AIM OF THE TASK →
Every line of the entries below that mentions "slope" is to be copied out.

Point localization data:
.....
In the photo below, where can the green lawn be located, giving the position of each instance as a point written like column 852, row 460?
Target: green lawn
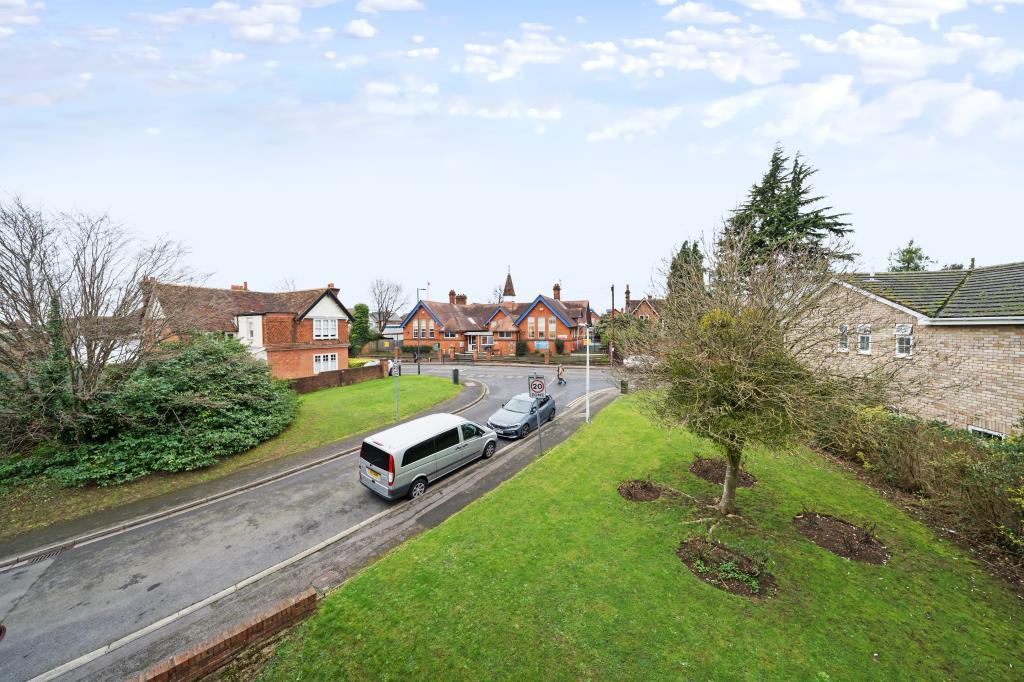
column 554, row 576
column 324, row 417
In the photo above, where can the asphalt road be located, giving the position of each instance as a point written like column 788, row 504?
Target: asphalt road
column 60, row 608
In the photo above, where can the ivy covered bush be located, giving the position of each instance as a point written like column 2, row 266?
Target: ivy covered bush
column 187, row 406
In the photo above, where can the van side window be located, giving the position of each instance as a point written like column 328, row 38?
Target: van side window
column 444, row 440
column 418, row 452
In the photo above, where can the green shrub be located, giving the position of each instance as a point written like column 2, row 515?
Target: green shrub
column 183, row 409
column 977, row 484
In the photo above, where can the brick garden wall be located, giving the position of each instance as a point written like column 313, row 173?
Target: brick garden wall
column 200, row 661
column 338, row 378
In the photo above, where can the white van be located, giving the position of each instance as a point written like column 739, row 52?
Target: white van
column 404, row 459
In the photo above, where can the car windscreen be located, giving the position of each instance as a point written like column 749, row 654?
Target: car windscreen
column 518, row 405
column 375, row 456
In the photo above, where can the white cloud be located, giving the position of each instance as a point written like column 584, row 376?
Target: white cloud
column 785, row 8
column 360, row 29
column 322, row 35
column 886, row 53
column 374, row 6
column 832, row 111
column 507, row 60
column 698, row 12
column 649, row 122
column 995, row 57
column 902, row 11
column 219, row 58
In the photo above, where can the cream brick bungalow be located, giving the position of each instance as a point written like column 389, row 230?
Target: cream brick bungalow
column 976, row 316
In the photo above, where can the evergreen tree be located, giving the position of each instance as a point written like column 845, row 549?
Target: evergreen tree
column 687, row 263
column 909, row 259
column 782, row 213
column 359, row 334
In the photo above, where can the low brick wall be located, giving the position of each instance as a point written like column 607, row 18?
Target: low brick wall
column 344, row 377
column 208, row 656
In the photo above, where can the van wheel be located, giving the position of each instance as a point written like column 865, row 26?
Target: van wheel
column 418, row 487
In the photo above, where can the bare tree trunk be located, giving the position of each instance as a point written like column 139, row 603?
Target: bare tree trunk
column 727, row 505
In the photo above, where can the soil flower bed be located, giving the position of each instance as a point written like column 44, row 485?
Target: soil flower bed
column 713, row 470
column 841, row 538
column 725, row 568
column 636, row 489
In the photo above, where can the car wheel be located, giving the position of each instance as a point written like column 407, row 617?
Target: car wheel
column 418, row 487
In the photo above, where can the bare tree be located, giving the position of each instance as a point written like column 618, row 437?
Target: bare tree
column 388, row 298
column 748, row 351
column 80, row 278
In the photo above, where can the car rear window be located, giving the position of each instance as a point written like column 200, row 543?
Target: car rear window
column 375, row 456
column 445, row 440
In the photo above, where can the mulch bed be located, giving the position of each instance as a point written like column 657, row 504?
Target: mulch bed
column 641, row 491
column 713, row 470
column 725, row 568
column 841, row 538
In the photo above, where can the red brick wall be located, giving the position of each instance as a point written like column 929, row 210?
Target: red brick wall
column 199, row 662
column 295, row 363
column 338, row 378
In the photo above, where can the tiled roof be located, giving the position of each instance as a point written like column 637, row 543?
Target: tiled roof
column 214, row 309
column 996, row 291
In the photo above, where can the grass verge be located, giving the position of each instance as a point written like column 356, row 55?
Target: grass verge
column 324, row 417
column 554, row 576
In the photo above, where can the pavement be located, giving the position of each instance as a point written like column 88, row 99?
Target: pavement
column 160, row 588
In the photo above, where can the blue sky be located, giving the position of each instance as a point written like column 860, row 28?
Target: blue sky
column 442, row 141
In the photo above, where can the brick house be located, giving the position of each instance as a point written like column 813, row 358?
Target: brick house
column 298, row 333
column 457, row 326
column 974, row 316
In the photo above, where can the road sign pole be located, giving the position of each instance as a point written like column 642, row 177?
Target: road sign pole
column 588, row 375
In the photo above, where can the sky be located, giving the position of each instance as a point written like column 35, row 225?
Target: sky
column 445, row 141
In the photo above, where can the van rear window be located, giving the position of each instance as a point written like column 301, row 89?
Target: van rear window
column 375, row 456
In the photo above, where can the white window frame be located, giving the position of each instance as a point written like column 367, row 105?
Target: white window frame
column 325, row 363
column 863, row 332
column 325, row 328
column 985, row 433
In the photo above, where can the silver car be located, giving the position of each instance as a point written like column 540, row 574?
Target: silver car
column 404, row 459
column 521, row 415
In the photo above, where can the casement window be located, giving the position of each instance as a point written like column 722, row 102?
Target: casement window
column 904, row 340
column 844, row 339
column 325, row 328
column 325, row 363
column 864, row 339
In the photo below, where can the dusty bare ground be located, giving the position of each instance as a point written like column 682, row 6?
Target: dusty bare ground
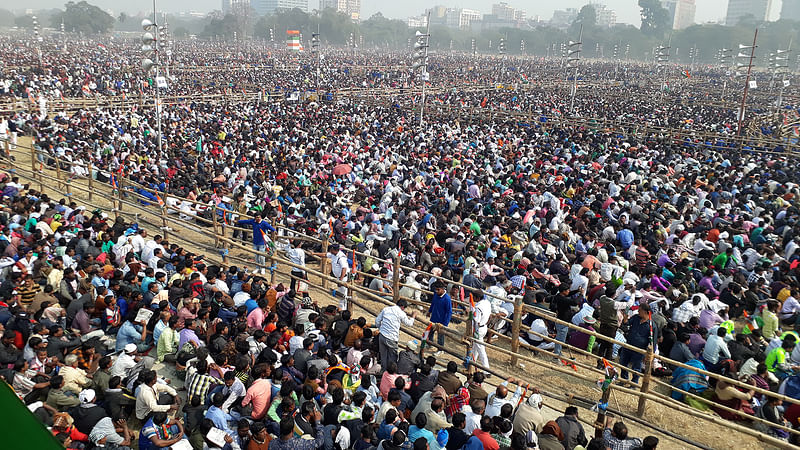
column 549, row 380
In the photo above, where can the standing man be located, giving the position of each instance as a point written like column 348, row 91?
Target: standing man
column 296, row 255
column 483, row 311
column 340, row 268
column 388, row 323
column 260, row 229
column 440, row 311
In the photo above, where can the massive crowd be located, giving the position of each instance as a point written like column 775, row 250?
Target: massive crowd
column 648, row 240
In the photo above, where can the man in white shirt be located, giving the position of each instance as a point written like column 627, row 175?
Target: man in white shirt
column 473, row 415
column 483, row 311
column 340, row 269
column 124, row 362
column 137, row 241
column 388, row 322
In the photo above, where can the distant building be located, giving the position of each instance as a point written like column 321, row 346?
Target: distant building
column 263, row 7
column 460, row 18
column 417, row 21
column 563, row 18
column 350, row 7
column 790, row 10
column 681, row 11
column 741, row 9
column 229, row 5
column 502, row 11
column 606, row 18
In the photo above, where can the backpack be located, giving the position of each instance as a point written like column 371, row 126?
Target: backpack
column 792, row 389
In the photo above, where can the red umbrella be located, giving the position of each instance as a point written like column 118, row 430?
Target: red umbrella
column 342, row 169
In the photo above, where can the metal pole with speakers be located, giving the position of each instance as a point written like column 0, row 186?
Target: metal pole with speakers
column 150, row 49
column 420, row 61
column 315, row 41
column 574, row 57
column 747, row 84
column 37, row 38
column 662, row 61
column 780, row 65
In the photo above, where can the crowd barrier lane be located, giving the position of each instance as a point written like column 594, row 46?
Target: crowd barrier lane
column 369, row 295
column 544, row 314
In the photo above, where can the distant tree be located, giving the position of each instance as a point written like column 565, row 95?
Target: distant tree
column 655, row 18
column 83, row 17
column 24, row 21
column 6, row 18
column 587, row 16
column 224, row 27
column 181, row 32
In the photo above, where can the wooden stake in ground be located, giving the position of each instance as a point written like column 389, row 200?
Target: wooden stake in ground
column 600, row 423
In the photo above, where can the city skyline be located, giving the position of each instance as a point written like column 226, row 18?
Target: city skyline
column 627, row 10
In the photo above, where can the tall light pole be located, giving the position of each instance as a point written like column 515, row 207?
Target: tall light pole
column 420, row 61
column 315, row 49
column 574, row 57
column 150, row 47
column 747, row 79
column 781, row 66
column 662, row 61
column 725, row 61
column 37, row 38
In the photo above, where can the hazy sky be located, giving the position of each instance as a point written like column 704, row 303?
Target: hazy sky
column 627, row 10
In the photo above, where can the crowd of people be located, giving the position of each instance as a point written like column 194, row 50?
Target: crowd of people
column 647, row 240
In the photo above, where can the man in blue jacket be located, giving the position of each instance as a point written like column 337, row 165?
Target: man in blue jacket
column 441, row 310
column 260, row 229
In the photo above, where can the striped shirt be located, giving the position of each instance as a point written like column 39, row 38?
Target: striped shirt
column 200, row 385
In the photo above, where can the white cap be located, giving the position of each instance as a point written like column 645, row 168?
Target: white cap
column 87, row 396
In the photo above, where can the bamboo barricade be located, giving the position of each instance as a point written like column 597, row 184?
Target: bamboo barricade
column 546, row 315
column 643, row 394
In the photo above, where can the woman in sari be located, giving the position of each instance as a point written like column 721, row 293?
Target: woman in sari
column 689, row 381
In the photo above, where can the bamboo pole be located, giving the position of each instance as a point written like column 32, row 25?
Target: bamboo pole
column 91, row 175
column 764, row 438
column 515, row 330
column 648, row 373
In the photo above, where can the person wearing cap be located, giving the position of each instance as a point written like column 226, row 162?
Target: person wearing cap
column 616, row 438
column 528, row 416
column 260, row 229
column 574, row 434
column 583, row 340
column 388, row 323
column 340, row 268
column 88, row 413
column 641, row 333
column 551, row 436
column 440, row 311
column 75, row 379
column 611, row 308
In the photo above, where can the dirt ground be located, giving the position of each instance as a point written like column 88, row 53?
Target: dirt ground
column 548, row 380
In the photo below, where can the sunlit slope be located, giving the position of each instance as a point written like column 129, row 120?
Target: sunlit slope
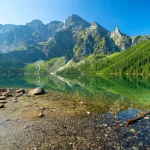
.....
TASK RESULT →
In the photo below, where can the sunlit slope be located, giving the position of each instance as a point written like column 129, row 120?
Target: sunlit slope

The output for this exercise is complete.